## CONSIGNE ÉCRITE A
Quelles lignes des enregistrements ci-dessous contiennent le mot "below" ? Repérez-les et recopiez chacune d'elles en respectant la casse.

○ ○ ○ ○

Que l’on me donne juste l’envie de vivre bien une fois !

La Foire du livre dans sa 34e édition ! Alléchée comme le renard de La Fontaine même si je m’approvisionne durant toute l’année en livres , Al-Kitab et Culturel reconnaissant ma bouille farfouillant entre les rayons , la foire constitue depuis toujours une sorte de tradition culturelle incontournable ! Et celle-ci promettait énormément d’après les rumeurs . Son slogan n’est-il pas vachement tentateur ( je ne devrais pas employer  » vachement « . Pas élégant pour parler de l’objet de mon désir ! ) ?  » Lire pour vivre deux fois  » ( mes contorsions spirituelles pour comprendre ce slogan n’ont donné qu’un terrible mal de crâne ! J’ai tellement lu que je vivrais mille ans , mais bon ! ) Et la femme tunisienne , son thème principal !  » La réflexion sur la cause féminine comme un sujet central dans le développement de la société tunisienne  » , selon le directeur général de la foire . Sujet tellement rabâché ! Passons. .. Et des prix à gogo : celui de  » Taoufik Baccar  » ;  » Fatma Haddad  » , sans compter ceux de  » Ali Douagi  » ou  » Tahar Haddad  » et des hommages à la mémoire de Raja Ben Ammar et Mohamed Talbi . Et des vivants dont les nôtres , Youssef Seddik , Mahmoud Tarchouna ! 775 éditeurs dont 126 tunisiens ! 259 exposants dont 111 tunisiens ! 80 activités culturelles et , cerise andrinople , une compétition  » On lit pour être plus belles  » pour les jeunes filles de 14 à 18 ans  » ! Qui a eu cette idée folle un jour d’inventer pareille insanité ? Sûrement pas Charlemagne ! Lire pour devenir plus belle ! Les nikabées que j’ai vues pour titiller la libido des barbus en qamis que j’ai vus ?

○ ○ ○ ○

## CONSIGNE ÉCRITE B
Selon l'extrait ci-dessus sur la Foire du livre, combien d'éditeurs tunisiens y participent ?

○ ○ ○ ○

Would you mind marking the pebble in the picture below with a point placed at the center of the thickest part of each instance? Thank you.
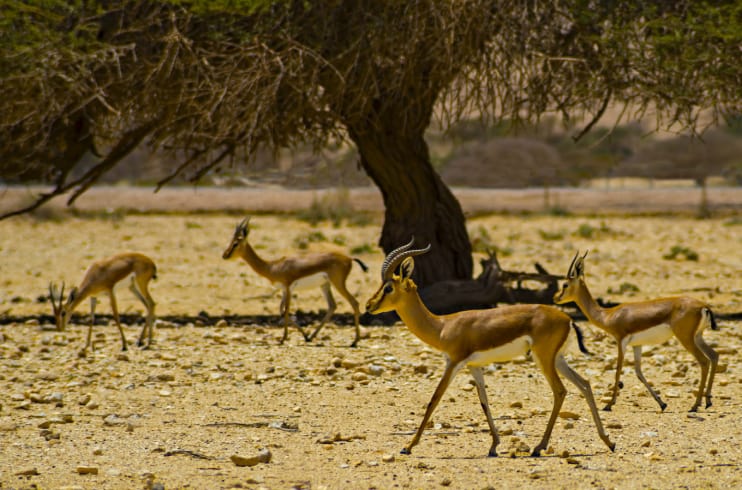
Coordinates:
(264, 456)
(421, 369)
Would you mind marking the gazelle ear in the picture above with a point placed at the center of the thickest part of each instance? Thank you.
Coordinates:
(406, 268)
(72, 296)
(580, 266)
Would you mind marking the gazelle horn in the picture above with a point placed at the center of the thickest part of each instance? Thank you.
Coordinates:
(396, 257)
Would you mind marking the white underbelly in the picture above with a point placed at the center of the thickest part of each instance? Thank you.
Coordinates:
(511, 350)
(310, 282)
(654, 335)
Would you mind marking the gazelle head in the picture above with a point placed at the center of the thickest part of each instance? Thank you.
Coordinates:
(395, 286)
(61, 308)
(238, 239)
(575, 281)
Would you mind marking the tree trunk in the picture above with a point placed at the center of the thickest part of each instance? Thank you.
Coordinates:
(417, 202)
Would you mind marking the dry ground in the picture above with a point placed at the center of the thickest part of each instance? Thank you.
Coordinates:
(336, 417)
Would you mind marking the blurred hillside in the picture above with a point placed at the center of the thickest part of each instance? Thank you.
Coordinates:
(471, 154)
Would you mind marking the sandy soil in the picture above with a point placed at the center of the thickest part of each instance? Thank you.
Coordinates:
(336, 417)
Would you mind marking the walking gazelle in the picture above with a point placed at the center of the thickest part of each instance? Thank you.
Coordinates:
(476, 338)
(646, 322)
(308, 270)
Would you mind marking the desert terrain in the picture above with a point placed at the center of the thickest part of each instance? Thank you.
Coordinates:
(331, 416)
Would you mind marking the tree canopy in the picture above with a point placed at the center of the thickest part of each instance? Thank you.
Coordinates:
(214, 81)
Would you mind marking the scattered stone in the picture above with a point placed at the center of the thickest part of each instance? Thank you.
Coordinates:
(421, 368)
(375, 370)
(113, 419)
(264, 456)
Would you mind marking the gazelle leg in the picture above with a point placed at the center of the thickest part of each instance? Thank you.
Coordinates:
(356, 311)
(690, 344)
(584, 386)
(713, 356)
(284, 311)
(139, 288)
(331, 305)
(448, 374)
(115, 310)
(640, 375)
(481, 391)
(547, 363)
(88, 342)
(619, 367)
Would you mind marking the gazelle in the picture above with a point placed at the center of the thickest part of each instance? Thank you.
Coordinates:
(476, 338)
(304, 271)
(643, 323)
(102, 276)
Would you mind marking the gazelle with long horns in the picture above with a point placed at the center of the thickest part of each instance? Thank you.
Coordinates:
(102, 276)
(476, 338)
(289, 273)
(646, 322)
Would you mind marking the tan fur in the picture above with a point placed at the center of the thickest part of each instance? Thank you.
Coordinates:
(466, 338)
(102, 276)
(685, 316)
(287, 271)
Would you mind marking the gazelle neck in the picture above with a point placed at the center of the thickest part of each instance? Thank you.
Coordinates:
(592, 310)
(420, 321)
(251, 257)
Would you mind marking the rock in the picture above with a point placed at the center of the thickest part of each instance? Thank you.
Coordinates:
(421, 369)
(375, 370)
(264, 456)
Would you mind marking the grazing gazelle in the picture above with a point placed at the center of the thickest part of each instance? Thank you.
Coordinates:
(644, 323)
(476, 338)
(301, 271)
(102, 276)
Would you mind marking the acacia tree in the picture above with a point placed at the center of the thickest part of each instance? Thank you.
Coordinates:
(214, 80)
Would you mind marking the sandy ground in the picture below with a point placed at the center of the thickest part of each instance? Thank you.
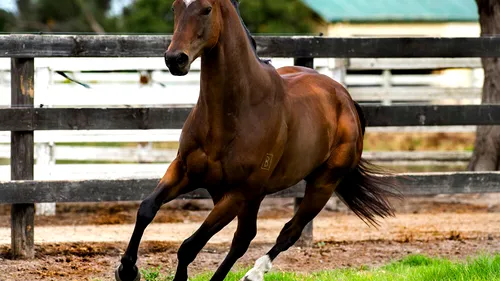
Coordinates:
(85, 241)
(337, 227)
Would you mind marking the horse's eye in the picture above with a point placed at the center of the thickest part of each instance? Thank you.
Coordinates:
(207, 11)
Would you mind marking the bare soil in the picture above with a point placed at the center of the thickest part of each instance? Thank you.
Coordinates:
(85, 241)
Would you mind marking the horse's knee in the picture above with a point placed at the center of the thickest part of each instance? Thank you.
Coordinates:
(186, 253)
(147, 211)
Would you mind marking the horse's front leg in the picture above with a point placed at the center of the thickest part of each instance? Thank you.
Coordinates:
(172, 185)
(225, 210)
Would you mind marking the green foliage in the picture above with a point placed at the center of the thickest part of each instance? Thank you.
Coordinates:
(148, 16)
(414, 268)
(261, 16)
(277, 16)
(60, 16)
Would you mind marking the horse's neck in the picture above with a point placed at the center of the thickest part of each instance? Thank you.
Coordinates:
(230, 73)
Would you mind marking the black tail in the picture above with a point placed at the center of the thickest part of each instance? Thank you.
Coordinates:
(367, 188)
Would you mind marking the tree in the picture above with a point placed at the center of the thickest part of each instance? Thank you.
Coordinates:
(486, 156)
(64, 16)
(261, 16)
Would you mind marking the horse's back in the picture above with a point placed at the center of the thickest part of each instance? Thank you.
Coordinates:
(322, 119)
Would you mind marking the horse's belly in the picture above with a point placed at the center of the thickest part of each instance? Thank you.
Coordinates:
(300, 158)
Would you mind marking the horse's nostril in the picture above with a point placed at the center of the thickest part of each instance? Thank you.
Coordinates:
(182, 59)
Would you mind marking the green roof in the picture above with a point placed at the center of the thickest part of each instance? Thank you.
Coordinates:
(394, 10)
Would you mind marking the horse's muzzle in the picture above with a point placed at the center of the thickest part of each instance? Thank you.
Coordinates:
(177, 63)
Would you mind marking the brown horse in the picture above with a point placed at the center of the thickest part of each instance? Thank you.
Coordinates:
(255, 131)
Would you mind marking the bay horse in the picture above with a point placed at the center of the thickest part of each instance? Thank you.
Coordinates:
(255, 131)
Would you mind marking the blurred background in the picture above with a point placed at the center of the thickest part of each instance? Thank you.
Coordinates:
(335, 18)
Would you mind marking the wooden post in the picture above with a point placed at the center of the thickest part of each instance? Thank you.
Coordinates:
(306, 240)
(22, 159)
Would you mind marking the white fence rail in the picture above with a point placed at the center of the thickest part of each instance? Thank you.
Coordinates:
(146, 82)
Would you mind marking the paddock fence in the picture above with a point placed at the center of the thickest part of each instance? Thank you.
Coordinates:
(23, 118)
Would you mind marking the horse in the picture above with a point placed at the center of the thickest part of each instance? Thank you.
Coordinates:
(254, 131)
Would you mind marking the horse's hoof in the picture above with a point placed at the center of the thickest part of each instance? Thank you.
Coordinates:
(135, 272)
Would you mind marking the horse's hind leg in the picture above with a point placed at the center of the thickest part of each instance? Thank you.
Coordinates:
(245, 233)
(315, 198)
(224, 211)
(173, 184)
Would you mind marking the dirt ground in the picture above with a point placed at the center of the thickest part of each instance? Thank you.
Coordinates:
(85, 241)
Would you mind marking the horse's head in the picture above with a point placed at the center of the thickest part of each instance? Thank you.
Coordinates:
(197, 26)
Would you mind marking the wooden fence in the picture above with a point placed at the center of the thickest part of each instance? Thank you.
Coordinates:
(22, 119)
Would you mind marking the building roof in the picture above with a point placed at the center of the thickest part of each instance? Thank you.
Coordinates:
(395, 10)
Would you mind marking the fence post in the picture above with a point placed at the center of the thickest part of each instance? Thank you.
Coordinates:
(307, 234)
(22, 158)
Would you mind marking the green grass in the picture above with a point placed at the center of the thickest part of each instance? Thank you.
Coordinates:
(412, 268)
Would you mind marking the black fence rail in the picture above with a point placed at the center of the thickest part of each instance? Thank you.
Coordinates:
(24, 119)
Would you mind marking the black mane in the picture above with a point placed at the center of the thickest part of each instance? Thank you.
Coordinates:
(236, 5)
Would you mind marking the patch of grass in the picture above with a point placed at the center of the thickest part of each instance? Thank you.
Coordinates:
(414, 268)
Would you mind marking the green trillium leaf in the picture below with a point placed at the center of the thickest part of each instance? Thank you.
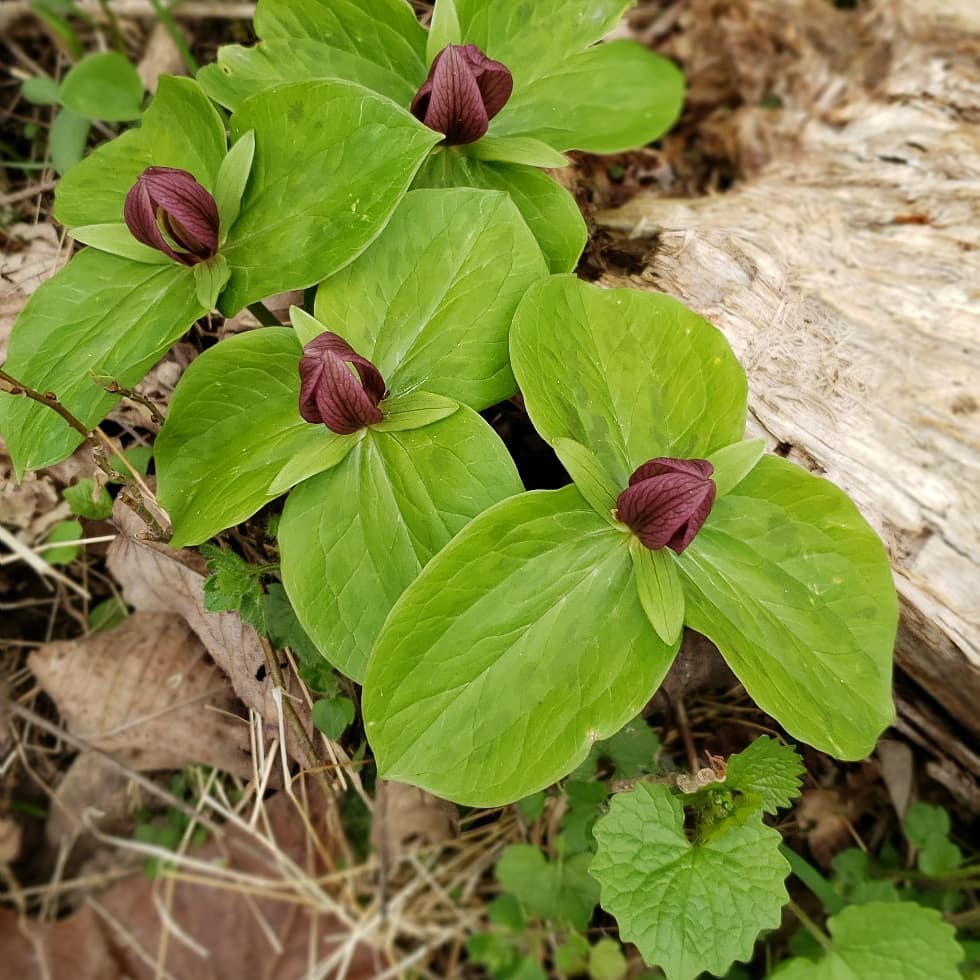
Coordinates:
(624, 96)
(234, 439)
(531, 39)
(431, 301)
(242, 72)
(364, 151)
(516, 149)
(589, 477)
(733, 463)
(385, 32)
(689, 907)
(181, 128)
(117, 239)
(229, 185)
(101, 318)
(354, 537)
(549, 210)
(795, 589)
(897, 940)
(659, 587)
(525, 638)
(413, 411)
(210, 278)
(629, 375)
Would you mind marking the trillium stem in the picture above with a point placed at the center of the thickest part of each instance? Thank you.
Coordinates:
(813, 880)
(264, 315)
(134, 497)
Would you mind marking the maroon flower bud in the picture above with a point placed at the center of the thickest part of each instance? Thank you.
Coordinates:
(169, 210)
(667, 501)
(330, 393)
(464, 91)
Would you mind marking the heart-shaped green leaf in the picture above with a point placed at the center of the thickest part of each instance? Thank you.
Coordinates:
(795, 589)
(549, 210)
(234, 438)
(431, 301)
(100, 319)
(354, 537)
(525, 638)
(332, 161)
(625, 96)
(532, 38)
(575, 350)
(181, 128)
(689, 907)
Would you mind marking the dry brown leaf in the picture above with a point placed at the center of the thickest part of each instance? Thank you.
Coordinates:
(406, 815)
(216, 933)
(29, 255)
(145, 693)
(156, 578)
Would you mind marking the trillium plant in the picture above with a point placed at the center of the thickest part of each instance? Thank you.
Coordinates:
(399, 176)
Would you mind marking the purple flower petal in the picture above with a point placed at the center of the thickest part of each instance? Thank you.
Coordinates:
(169, 210)
(668, 501)
(330, 394)
(464, 91)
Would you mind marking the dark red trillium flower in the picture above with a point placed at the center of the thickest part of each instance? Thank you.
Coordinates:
(169, 210)
(464, 91)
(667, 501)
(329, 391)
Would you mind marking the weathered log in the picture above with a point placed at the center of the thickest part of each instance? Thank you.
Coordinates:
(846, 276)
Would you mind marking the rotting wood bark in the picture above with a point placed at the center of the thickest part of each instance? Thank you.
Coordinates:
(846, 276)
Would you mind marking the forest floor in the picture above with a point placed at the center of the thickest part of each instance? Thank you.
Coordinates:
(143, 837)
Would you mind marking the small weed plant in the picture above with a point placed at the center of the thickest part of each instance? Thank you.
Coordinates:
(399, 176)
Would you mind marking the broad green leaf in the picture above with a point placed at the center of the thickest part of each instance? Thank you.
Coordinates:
(383, 31)
(630, 375)
(332, 161)
(589, 477)
(353, 538)
(733, 463)
(431, 301)
(795, 590)
(523, 638)
(549, 210)
(117, 239)
(766, 773)
(229, 184)
(209, 279)
(241, 72)
(41, 90)
(413, 411)
(558, 891)
(101, 317)
(443, 29)
(103, 86)
(897, 940)
(658, 584)
(689, 907)
(181, 128)
(625, 96)
(232, 429)
(532, 38)
(516, 149)
(67, 140)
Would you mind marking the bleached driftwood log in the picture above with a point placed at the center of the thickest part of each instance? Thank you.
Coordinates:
(846, 275)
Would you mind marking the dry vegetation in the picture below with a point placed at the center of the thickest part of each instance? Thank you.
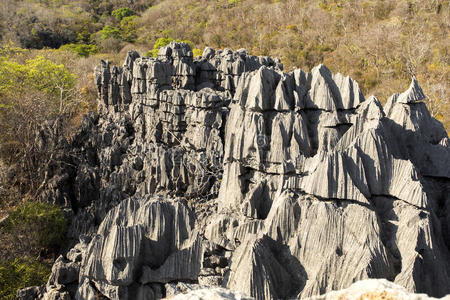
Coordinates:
(379, 43)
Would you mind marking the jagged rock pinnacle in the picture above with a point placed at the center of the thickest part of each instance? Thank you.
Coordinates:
(224, 171)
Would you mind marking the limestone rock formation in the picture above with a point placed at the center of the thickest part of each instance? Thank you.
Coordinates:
(225, 171)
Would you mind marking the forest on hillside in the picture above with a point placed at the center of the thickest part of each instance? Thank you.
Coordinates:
(49, 48)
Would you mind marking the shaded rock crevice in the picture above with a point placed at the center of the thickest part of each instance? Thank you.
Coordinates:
(223, 170)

○ ○ ○ ○

## RÉPONSE ATTENDUE A
Would you mind marking the pebble in the picture below with a point placed at the center of the thickest part of each instance? Thank you.
Would you mind marking the sandy ground in the picture below with a point placed at the center of the thickest part of each instance? Thank you.
Would you mind marking the green trillium leaf in the picture below with a point placed at the center of the thickest part of each instance? Thank you.
Would you mind marking the dry vegetation in the picture below with a point placed at the center of the thickest part of each instance? Thank you.

## RÉPONSE ATTENDUE B
126 éditeurs tunisiens.